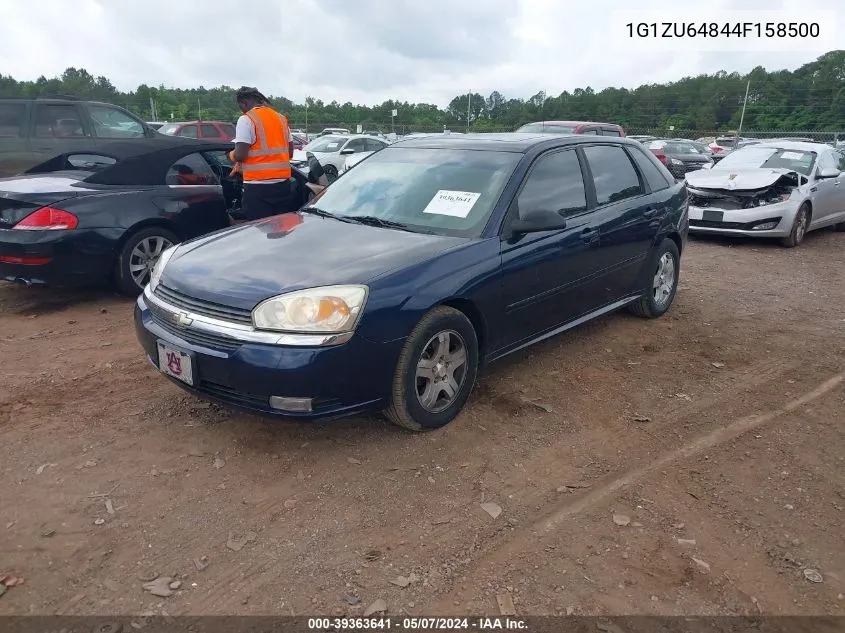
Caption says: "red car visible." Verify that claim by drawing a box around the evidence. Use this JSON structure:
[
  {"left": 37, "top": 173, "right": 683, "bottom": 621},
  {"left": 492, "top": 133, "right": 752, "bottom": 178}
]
[
  {"left": 158, "top": 121, "right": 235, "bottom": 143},
  {"left": 516, "top": 121, "right": 625, "bottom": 136}
]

•••

* **GIVEN INSTRUCTION**: Reproduce the listing above verbatim, omitting the pictures from your copy.

* **EXERCISE SOLUTION**:
Caption says: "red car visible." Verify that claim by drawing a box around the evidence. Use this JSON structure:
[
  {"left": 37, "top": 173, "right": 683, "bottom": 621},
  {"left": 492, "top": 133, "right": 752, "bottom": 178}
]
[
  {"left": 158, "top": 121, "right": 235, "bottom": 143},
  {"left": 516, "top": 121, "right": 625, "bottom": 136}
]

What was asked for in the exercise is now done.